— INSTRUCTIONS —
- a) Output the DiscreteSearch.cpp diff word for word, everything from "gtsam/discrete/DiscreteSearch.cpp" down to "for unassigned variables.".
- b) Pick up the DiscreteSearch.cpp diff from its final line and keep it going.

— SELECTED PASSAGE —
— Begin —
Reversed slots so we start from zero

gtsam/discrete/DiscreteSearch.cpp

@@ -33,16 +33,16 @@ using Solution = DiscreteSearch::Solution;
  * conditional to be assigned.
  */
 struct SearchNode {
-  DiscreteValues assignment;  ///< Partial assignment of discrete variables.
+  DiscreteValues assignment;   ///< Partial assignment of discrete variables.
-  double error;               ///< Current error for the partial assignment.
+  double error;                ///< Current error for the partial assignment.
-  double bound;  ///< Lower bound on the final error for unassigned variables.
+  double bound;                ///< Lower bound on the final error
-  int nextConditional;  ///< Index of the next conditional to be assigned.
+  std::optional<size_t> next;  ///< Index of the next factor to be assigned.
 
   /**
    * @brief Construct the root node for the search.
    */
   static SearchNode Root(size_t numSlots, double bound) {
-    return {DiscreteValues(), 0.0, bound, static_cast<int>(numSlots) - 1};
+    return {DiscreteValues(), 0.0, bound, 0};
   }
 
   struct Compare {
@@ -51,38 +51,22 @@ struct SearchNode {
     }
   };
 
-  /**
+  /// Checks if the node represents a complete assignment.
-   * @brief Checks if the node represents a complete assignment.
+  inline bool isComplete() const { return !next; }
-   *
-   * @return True if all variables have been assigned, false otherwise.
-   */
-  inline bool isComplete() const { return nextConditional < 0; }
 
-  /**
+  /// Expands the node by assigning the next variable(s).
— End —
— ROWS —
— Begin —
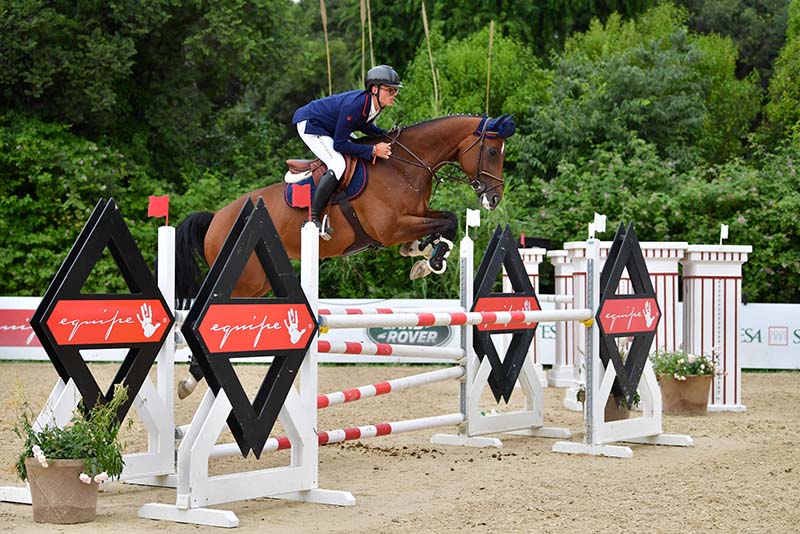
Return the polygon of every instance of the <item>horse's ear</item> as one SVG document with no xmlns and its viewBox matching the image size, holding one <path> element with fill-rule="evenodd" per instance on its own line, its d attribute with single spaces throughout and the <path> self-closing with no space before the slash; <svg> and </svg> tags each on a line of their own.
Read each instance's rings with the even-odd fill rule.
<svg viewBox="0 0 800 534">
<path fill-rule="evenodd" d="M 502 115 L 497 119 L 497 135 L 503 138 L 511 137 L 517 131 L 514 115 Z"/>
</svg>

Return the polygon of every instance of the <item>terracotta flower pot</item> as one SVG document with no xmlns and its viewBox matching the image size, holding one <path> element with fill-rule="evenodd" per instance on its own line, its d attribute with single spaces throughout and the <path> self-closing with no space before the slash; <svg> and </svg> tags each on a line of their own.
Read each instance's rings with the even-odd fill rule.
<svg viewBox="0 0 800 534">
<path fill-rule="evenodd" d="M 97 517 L 96 482 L 78 478 L 83 460 L 48 460 L 42 467 L 35 458 L 25 460 L 31 487 L 33 520 L 37 523 L 86 523 Z"/>
<path fill-rule="evenodd" d="M 686 380 L 675 380 L 670 375 L 659 375 L 663 412 L 667 415 L 705 415 L 712 378 L 711 375 L 690 375 Z"/>
</svg>

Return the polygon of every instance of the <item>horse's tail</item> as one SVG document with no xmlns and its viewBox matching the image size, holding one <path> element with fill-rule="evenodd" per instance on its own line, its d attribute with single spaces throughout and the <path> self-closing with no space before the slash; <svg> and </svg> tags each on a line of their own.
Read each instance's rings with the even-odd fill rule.
<svg viewBox="0 0 800 534">
<path fill-rule="evenodd" d="M 186 306 L 203 283 L 203 270 L 198 262 L 207 266 L 205 238 L 214 213 L 196 211 L 186 217 L 175 229 L 175 297 L 179 305 Z"/>
</svg>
— End —
— RESPONSES TO THE TASKS —
- a)
gtsam/discrete/DiscreteSearch.cpp

@@ -33,16 +33,16 @@ using Solution = DiscreteSearch::Solution;
  * conditional to be assigned.
  */
 struct SearchNode {
-  DiscreteValues assignment;  ///< Partial assignment of discrete variables.
+  DiscreteValues assignment;   ///< Partial assignment of discrete variables.
-  double error;               ///< Current error for the partial assignment.
+  double error;                ///< Current error for the partial assignment.
-  double bound;  ///< Lower bound on the final error for unassigned variables.

- b)
-   * @brief Expands the node by assigning the next variable.
+  SearchNode expand(const DiscreteValues& fa, const Slot& slot,
-   *
+                    std::optional<size_t> nextSlot) const {
-   * @param slot The slot to be filled.
-   * @param fa The frontal assignment for the next variable.
-   * @return A new SearchNode representing the expanded state.
-   */
-  SearchNode expand(const Slot& slot, const DiscreteValues& fa) const {
     // Combine the new frontal assignment with the current partial assignment
     DiscreteValues newAssignment = assignment;
     for (auto& [key, value] : fa) {
       newAssignment[key] = value;
     }
     double errorSoFar = error + slot.factor->error(newAssignment);
-    return {newAssignment, errorSoFar, errorSoFar + slot.heuristic,
+    return {newAssignment, errorSoFar, errorSoFar + slot.heuristic, nextSlot};
-            nextConditional - 1};
   }
 
-  /**
+  /// Prints the SearchNode to an output stream.
-   * @brief Prints the SearchNode to an output stream.
-   *
-   * @param os The output stream.
-   * @param node The SearchNode to be printed.
-   * @return The output stream.
-   */
   friend std::ostream& operator<<(std::ostream& os, const SearchNode& node) {
     os << "SearchNode(error=" << node.error << ", bound=" << node.bound << ")";
     return os;
@@ -150,13 +134,18 @@ class Solutions {
   }
 };
 
+/// @brief Get the factor associated with a node, possibly product of factors.
+template <typename NodeType>
+static auto getFactor(const NodeType& node) {
+  const auto& factors = node->factors;
+  return factors.size() == 1 ? factors.back()
+                             : DiscreteFactorGraph(factors).product();
+}
+
 DiscreteSearch::DiscreteSearch(const DiscreteEliminationTree& etree) {
   using NodePtr = std::shared_ptr<DiscreteEliminationTree::Node>;
   auto visitor = [this](const NodePtr& node, int data) {
-    const auto& factors = node->factors;
+    const auto factor = getFactor(node);
-    const auto factor = factors.size() == 1
-                            ? factors.back()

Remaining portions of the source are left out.